* _WORK INSTRUCTIONS_
From the game discussion below, list each type of enemy that the first post says a player fights in Gothic 2 Gold Edition.

* _SOURCE DOCUMENT_

-- Start --

Guys, if you want a real medieval RPG for your PC, with real moves, animations and the true 3D feeling of a real sword wielder or a respected powerful mage, get Gothic 2 Gold Edititon from gog (www.gog.com).

 

For your 10 $, it is the real thing: beside full voice acting and top notch humor, fight dragons, trolls, necromancers and demons in REAL TIME, using your carefully thought reflexes (no button mashing!), similar to a fighting game kinda Street Fighter, only in 3D.

 

Be the master of your own decisions, not the slave of rolling dice and bribed game industry hyping.

Akark
Akark

 @Rat_King I played it on the PC and enjoyed it. I played it through three times, twice on nightmare; it's a great game and deserves a good score, perhaps 8.0-8.5. I'm merely suggesting in a strong way that it is not a 9.5 game. It lacked content, had a predictable and familiar story and really didn't live up to the hype with regards to how your actions supposedly affect the story in a meaningful way. It has received a lot of strong reviews mostly due to when it was released and how a couple of the characters have some decent scripts. Can people please read my post before assuming I have just said "NO!!!! YOU ARE WRONG!!!!" which I never did. Read it carefully and you will notice the word explain, which gives rise to a discussion on the topic.

morgan_gibson87
morgan_gibson87

 @chesney Boy I hate this sort of relativistic crap! If we take your reasoning to its logical conclusion, then it becomes impossible to judge one thing as being any better than anything else; all opinions and things are automatically equal, differentiated only by subjective tastes. Some opinions ARE better than others, some opinions ARE wrong. Better reasons, more convincing argumentation... these sorts of things make some opinions more correct and others less so, some others even WRONG.

Akark
Akark

 @chesney This is my opinion of his opinion. Grow up.

Akark
Akark

 @havok786ca  @Akark I wouldn't rate a game based on how other games (such as those in the Call of Duty series) have been rated. They can be massively over-hyped and that may put pressure on popular, big gaming sites to give them good reviews.

 

Since when has 8/10 been a bad score? Why does any game have to be rated between 7 and 10? 7 being complete crud and 10 being anything someone played more than once. It makes the entire bottom half of any scale completely pointless. Every game should be reviewed and rated on its own merit using the entire scale responsibly.

-- End --

* _DATASET EXTRACT_

-- Start --

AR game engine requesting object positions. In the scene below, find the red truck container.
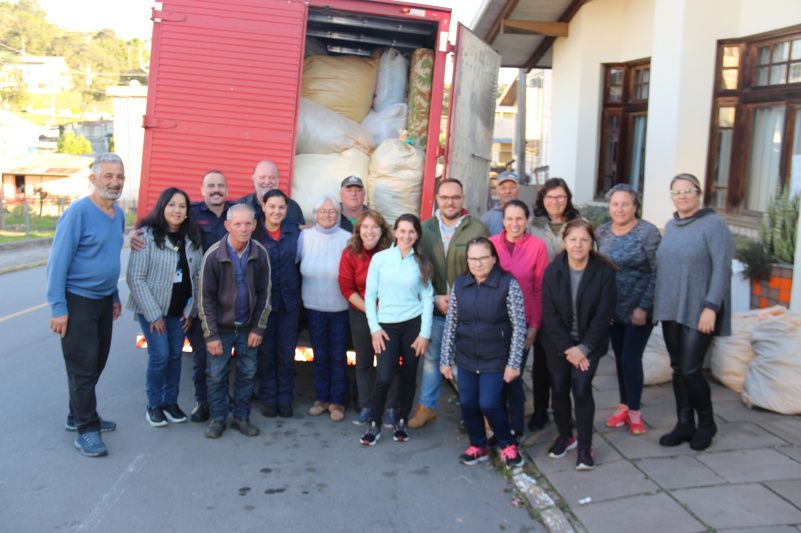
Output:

-- End --

* _TASK RESPONSE_
dragons, trolls, necromancers, demons